> _DATA UNDER STUDY_:

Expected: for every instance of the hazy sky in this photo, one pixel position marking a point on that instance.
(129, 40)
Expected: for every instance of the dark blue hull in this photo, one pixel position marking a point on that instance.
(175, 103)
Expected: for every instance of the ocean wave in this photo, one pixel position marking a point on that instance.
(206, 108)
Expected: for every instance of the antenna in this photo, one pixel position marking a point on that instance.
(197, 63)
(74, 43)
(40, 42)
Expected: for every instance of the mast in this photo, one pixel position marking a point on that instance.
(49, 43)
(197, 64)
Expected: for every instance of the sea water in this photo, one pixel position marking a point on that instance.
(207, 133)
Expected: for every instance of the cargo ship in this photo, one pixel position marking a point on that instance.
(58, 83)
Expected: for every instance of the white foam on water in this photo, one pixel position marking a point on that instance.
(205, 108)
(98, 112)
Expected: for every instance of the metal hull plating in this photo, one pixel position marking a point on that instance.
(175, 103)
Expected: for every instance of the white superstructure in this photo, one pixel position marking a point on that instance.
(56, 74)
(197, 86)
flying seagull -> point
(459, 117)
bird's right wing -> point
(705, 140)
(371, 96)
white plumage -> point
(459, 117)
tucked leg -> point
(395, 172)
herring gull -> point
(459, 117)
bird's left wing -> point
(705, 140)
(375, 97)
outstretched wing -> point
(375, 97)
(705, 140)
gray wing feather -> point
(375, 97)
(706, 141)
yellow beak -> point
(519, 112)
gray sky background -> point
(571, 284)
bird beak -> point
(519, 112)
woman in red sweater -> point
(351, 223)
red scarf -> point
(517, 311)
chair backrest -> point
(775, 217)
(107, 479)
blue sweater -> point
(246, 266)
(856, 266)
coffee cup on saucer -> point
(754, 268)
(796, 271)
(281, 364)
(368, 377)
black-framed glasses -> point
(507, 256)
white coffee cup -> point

> _YOUR OBJECTIVE_: Your job here is to copy the entries above exactly.

> _TASK RESPONSE_:
Expected: for every instance of the hazy sky in this photo, one pixel position marking a point on that instance.
(129, 40)
Expected: for every instance of the dark blue hull in this photo, one pixel position marking a point on that instance.
(175, 103)
Expected: for every instance of the ocean wave in this photo, one pixel position marking a point on that instance.
(206, 108)
Expected: for every instance of the antenna in this photo, one pixel position marking a point on that instance.
(197, 63)
(74, 43)
(40, 42)
Expected: for every instance of the mast in this photo, one pixel position marking a point on that instance.
(49, 43)
(197, 64)
Expected: for every instance of the sea water in this photo, one pixel position marking a point on that instance.
(207, 133)
Expected: for every instance of the cargo ship in this photo, one pixel position marking a point on that instance.
(58, 83)
Expected: for every instance of the white foam on water in this photo, one pixel position marking a point on that instance.
(205, 108)
(98, 112)
Expected: for every instance of the metal hull plating in this photo, one pixel position marking a point on that instance.
(175, 103)
Expected: for every instance of the white superstructure in this photo, one pixel position marking a point on that instance.
(56, 74)
(197, 86)
flying seagull -> point
(459, 117)
bird's right wing -> point
(705, 140)
(371, 96)
white plumage -> point
(459, 117)
tucked leg -> point
(395, 172)
herring gull -> point
(459, 117)
bird's left wing -> point
(705, 140)
(375, 97)
outstretched wing -> point
(375, 97)
(705, 140)
gray wing feather -> point
(375, 97)
(706, 141)
yellow beak -> point
(519, 112)
gray sky background -> point
(571, 284)
bird beak -> point
(519, 112)
woman in red sweater -> point
(351, 223)
red scarf -> point
(517, 311)
chair backrest -> point
(775, 217)
(107, 479)
blue sweater -> point
(246, 266)
(856, 266)
coffee cup on saucer -> point
(754, 268)
(796, 271)
(281, 364)
(368, 377)
black-framed glasses -> point
(507, 256)
white coffee cup -> point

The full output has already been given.